▶ [INPUT MATERIAL]:

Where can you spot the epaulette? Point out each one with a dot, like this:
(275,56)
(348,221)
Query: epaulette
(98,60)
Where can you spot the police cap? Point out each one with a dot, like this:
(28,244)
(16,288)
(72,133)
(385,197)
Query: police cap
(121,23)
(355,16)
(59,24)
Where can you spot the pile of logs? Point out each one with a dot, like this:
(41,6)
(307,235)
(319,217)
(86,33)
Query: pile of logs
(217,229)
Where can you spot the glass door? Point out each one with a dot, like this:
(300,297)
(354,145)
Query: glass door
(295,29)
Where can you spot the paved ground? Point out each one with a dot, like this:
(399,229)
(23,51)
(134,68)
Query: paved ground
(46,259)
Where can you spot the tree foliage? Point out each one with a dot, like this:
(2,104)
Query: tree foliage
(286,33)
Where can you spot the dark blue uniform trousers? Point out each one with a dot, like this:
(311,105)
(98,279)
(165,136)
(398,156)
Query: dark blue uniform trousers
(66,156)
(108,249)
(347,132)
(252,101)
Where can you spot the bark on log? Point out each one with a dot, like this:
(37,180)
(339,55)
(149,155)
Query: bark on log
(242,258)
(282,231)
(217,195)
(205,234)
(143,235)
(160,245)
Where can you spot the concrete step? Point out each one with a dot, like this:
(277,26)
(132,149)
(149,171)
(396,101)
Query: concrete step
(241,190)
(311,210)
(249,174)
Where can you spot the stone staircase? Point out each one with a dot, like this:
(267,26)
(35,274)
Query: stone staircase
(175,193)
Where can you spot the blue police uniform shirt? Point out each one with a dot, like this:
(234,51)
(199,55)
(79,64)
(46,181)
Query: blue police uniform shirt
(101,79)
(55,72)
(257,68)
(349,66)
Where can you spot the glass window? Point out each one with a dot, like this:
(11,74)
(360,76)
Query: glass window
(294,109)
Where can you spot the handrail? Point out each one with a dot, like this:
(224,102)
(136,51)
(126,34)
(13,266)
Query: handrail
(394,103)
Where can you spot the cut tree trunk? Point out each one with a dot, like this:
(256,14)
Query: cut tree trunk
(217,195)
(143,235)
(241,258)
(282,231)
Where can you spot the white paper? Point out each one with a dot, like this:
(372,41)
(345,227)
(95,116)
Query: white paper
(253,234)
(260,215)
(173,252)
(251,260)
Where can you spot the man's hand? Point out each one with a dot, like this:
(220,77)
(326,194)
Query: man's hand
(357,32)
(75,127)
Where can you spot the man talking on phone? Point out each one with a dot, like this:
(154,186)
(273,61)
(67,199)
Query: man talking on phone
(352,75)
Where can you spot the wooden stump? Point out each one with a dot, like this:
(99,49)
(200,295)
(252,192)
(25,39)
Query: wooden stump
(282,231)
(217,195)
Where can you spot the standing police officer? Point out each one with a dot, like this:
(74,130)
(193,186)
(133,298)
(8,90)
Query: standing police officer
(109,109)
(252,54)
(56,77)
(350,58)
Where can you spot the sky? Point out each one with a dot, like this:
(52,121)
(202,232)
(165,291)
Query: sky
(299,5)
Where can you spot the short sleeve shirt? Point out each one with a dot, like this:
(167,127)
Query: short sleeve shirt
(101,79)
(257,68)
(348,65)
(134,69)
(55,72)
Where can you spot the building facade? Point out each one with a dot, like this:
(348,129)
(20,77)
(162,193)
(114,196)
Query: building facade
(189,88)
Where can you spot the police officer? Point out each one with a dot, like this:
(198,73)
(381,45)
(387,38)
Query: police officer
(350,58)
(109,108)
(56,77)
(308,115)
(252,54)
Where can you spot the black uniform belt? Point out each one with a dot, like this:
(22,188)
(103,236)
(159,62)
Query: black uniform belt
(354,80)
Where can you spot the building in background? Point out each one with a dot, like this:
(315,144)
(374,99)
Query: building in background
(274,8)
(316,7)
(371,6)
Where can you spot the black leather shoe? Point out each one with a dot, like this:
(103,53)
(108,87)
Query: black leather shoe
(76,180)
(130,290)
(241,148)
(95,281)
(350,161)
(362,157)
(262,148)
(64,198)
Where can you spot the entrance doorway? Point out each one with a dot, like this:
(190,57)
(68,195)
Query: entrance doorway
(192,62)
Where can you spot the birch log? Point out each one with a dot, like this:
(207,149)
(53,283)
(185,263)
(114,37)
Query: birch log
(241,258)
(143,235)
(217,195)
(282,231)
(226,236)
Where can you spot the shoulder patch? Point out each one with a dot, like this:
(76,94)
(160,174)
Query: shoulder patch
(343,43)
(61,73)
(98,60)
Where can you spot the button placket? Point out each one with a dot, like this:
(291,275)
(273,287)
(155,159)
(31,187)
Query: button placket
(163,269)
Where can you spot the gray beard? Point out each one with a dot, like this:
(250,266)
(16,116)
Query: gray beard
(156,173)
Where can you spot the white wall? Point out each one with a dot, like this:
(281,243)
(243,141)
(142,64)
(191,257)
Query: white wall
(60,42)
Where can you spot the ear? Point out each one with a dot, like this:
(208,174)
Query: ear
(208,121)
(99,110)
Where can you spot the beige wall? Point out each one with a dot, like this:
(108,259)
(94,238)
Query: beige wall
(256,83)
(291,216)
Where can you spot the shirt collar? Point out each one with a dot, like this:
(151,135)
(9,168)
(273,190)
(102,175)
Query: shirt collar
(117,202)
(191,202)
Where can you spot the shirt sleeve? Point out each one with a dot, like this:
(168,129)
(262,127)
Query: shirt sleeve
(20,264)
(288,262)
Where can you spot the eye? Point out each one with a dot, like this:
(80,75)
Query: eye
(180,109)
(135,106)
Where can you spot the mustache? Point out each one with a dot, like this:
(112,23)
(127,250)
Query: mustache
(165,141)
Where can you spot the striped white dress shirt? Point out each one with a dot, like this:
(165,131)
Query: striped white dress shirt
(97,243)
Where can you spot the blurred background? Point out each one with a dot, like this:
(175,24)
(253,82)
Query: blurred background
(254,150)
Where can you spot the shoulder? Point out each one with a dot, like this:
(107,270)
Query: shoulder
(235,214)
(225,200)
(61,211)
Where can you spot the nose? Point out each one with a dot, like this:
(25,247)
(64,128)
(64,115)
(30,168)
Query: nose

▶ [GOAL]: Copy all data exactly, start to finish.

▶ [THE COMPLETED TASK]:
Where can you spot the epaulette? Point out each one with a dot, like this:
(275,56)
(348,221)
Query: epaulette
(98,60)
Where can you spot the police cap? Point out each one with a dot, like this:
(28,244)
(16,288)
(72,133)
(385,197)
Query: police cap
(121,23)
(355,16)
(59,24)
Where can you spot the pile of logs? Point out each one with a dot, like this:
(41,6)
(307,235)
(319,217)
(86,33)
Query: pile of logs
(217,229)
Where can you spot the glass door? Point out each one with a dot, like this:
(300,297)
(354,145)
Query: glass door
(295,29)
Where can you spot the paved ground? Point out each one with a dot, like this:
(399,229)
(23,51)
(134,68)
Query: paved ground
(46,259)
Where can you spot the tree foliage? Point out each one with a dot, like this:
(2,104)
Query: tree foliage
(286,33)
Where can you spot the dark blue uniform trousers? Point out each one with a dot, like this:
(311,105)
(98,279)
(165,136)
(398,156)
Query: dark blue uniform trousers
(66,156)
(108,249)
(347,132)
(252,101)
Where can you spot the bark on log? Point out each one with a dot, like this:
(37,180)
(339,55)
(149,155)
Query: bark on log
(242,258)
(282,231)
(217,195)
(205,234)
(143,235)
(160,245)
Where can you spot the concrete step? Point out each one with a dot, like this:
(277,26)
(132,149)
(149,171)
(396,101)
Query: concrete step
(241,190)
(311,210)
(249,174)
Where can you spot the stone staircase? Point out each one with a dot, like this:
(267,26)
(35,274)
Query: stone staircase
(175,193)
Where can you spot the blue police uniform shirt? Point out each one with a dot, like this:
(234,51)
(199,55)
(79,64)
(46,181)
Query: blue police uniform shirt
(101,79)
(55,72)
(257,68)
(349,66)
Where can you spot the glass window? Point out each one with a dot, like this:
(11,74)
(360,76)
Query: glass window
(294,109)
Where can you spot the handrail? Point out each one with a dot, like this:
(224,102)
(136,51)
(126,34)
(13,266)
Query: handrail
(394,103)
Where can you spot the cut tree trunk? Point out each one with a dot, like this:
(256,14)
Query: cut tree trunk
(217,195)
(143,235)
(241,258)
(282,231)
Where can you spot the white paper? Point out each one with a dot, like this:
(372,41)
(345,227)
(95,116)
Query: white paper
(253,234)
(260,215)
(173,252)
(251,260)
Where can you spot the man's hand? Point out each one with a dot, like this:
(220,77)
(326,194)
Query: man's hand
(357,32)
(75,127)
Where can you spot the man talking on phone? Point out each one with a dot, like this:
(154,186)
(273,61)
(67,199)
Query: man talking on phone
(352,75)
Where can you spot the wooden stump? Point out each one with a dot, like this:
(99,49)
(200,295)
(252,192)
(25,39)
Query: wooden stump
(282,231)
(217,195)
Where can you spot the standing police officer? Point out each one with a dot, like this:
(74,130)
(193,186)
(133,298)
(8,90)
Query: standing police officer
(109,109)
(252,54)
(56,77)
(350,58)
Where can you spot the sky? Point out each one with a dot, like this:
(52,121)
(202,232)
(165,291)
Query: sky
(299,5)
Where can you spot the short sleeve shirt? Point out each one with a dot, like this:
(167,127)
Query: short sleeve shirt
(101,79)
(257,68)
(348,65)
(134,69)
(55,72)
Where can you spot the building facade? Point out each one with a dot, like this:
(348,129)
(20,77)
(162,193)
(114,196)
Query: building facade
(189,88)
Where can you spot the police officer? Point out each one with a dot, like this:
(198,73)
(381,45)
(387,38)
Query: police officer
(350,58)
(109,108)
(56,77)
(308,115)
(252,54)
Where can you spot the black uniform belt? Point out each one with a dot, like this:
(22,188)
(103,236)
(159,62)
Query: black uniform belt
(354,80)
Where can you spot the building in background? Point out each one with a dot, like this:
(315,144)
(374,99)
Query: building in background
(274,8)
(316,7)
(371,6)
Where can you spot the black leather shoe? Point out each one with a dot, like this:
(103,53)
(108,87)
Query: black leather shoe
(76,180)
(130,290)
(241,148)
(95,281)
(350,161)
(362,157)
(262,148)
(64,198)
Where can you spot the entrance doorway? Point out each one with a dot, like this:
(190,57)
(68,195)
Query: entrance doorway
(192,62)
Where can you spot the birch log? Point out each one with a dot, like this:
(207,149)
(53,283)
(185,263)
(114,37)
Query: birch log
(241,258)
(143,235)
(217,195)
(282,231)
(226,236)
Where can you spot the shoulder patch? Point out each one with a dot, like this:
(76,94)
(160,174)
Query: shoulder patch
(343,43)
(61,73)
(98,60)
Where can you spot the button placket? Point out each one with a dot, like this:
(291,275)
(273,287)
(155,159)
(31,187)
Query: button placket
(163,269)
Where can you spot the gray beard? Point out each one with a dot, like this:
(250,266)
(16,116)
Query: gray beard
(156,173)
Where can you spot the white wall? Point out each one with a dot, like this:
(281,243)
(243,141)
(142,64)
(191,257)
Query: white wall
(60,42)
Where can you spot the ear? Point out each one with a dot, like this:
(208,174)
Query: ear
(208,121)
(99,110)
Where can you spot the beige wall? Point out each one with a dot, like this:
(108,259)
(94,238)
Query: beige wall
(256,83)
(291,216)
Where can you spot the shirt collar? Point out each one with a dot, like this:
(151,135)
(9,168)
(273,190)
(102,175)
Query: shirt collar
(117,202)
(191,202)
Where can you spot the shirt sleeve? Point out each one with a dot, like this:
(168,129)
(262,127)
Query: shirt sleeve
(20,264)
(288,262)
Where can you spot the eye? Point out each one with a dot, like this:
(80,75)
Query: eye
(180,109)
(135,106)
Where can you spot the mustache? Point out each one with a dot, like this:
(112,23)
(127,250)
Query: mustache
(165,141)
Where can you spot the striped white dress shirt? Point out each one with a dot, like this:
(165,131)
Query: striped white dress shirt
(97,243)
Where can you spot the blurred background? Point out each one with a dot, like this:
(175,24)
(253,82)
Query: blurred background
(254,150)
Where can you spot the shoulder? Point out each one with a dot, like this:
(107,270)
Query: shoulder
(235,214)
(225,200)
(61,211)
Where can you spot the nose? Point out each one with a dot, like this:
(25,247)
(64,128)
(64,115)
(30,168)
Query: nose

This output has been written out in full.